____ Records for the exercise

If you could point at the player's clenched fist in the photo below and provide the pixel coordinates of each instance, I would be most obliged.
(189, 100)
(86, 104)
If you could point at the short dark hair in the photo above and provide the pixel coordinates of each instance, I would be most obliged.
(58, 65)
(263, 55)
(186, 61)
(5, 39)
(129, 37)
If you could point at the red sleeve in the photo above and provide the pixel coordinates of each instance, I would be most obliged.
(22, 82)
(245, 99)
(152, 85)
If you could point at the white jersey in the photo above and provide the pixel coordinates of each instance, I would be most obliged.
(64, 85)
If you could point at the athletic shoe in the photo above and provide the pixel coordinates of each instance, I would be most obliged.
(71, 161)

________
____ Records for the exercise

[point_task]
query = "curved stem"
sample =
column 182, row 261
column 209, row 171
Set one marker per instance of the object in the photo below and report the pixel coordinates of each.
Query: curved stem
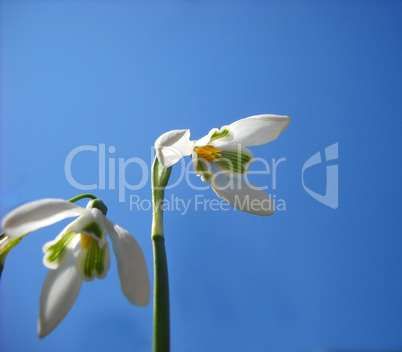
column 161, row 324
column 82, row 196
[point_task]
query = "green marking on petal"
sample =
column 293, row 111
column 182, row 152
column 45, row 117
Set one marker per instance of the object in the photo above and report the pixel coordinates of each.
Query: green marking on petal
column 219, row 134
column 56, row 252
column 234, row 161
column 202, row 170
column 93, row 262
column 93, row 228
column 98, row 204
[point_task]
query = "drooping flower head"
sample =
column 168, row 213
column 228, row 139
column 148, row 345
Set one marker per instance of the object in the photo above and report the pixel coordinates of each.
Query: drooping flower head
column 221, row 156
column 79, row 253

________

**Your objective:** Return exactly the lines that appear in the data above between the line containing "Query: curved stem" and the line containing "column 45, row 117", both of which are included, and leave the pictures out.

**Problem solution:**
Query: curved stem
column 161, row 324
column 82, row 196
[point_task]
query = "green marking on petal"
sample =
column 293, row 111
column 182, row 152
column 45, row 117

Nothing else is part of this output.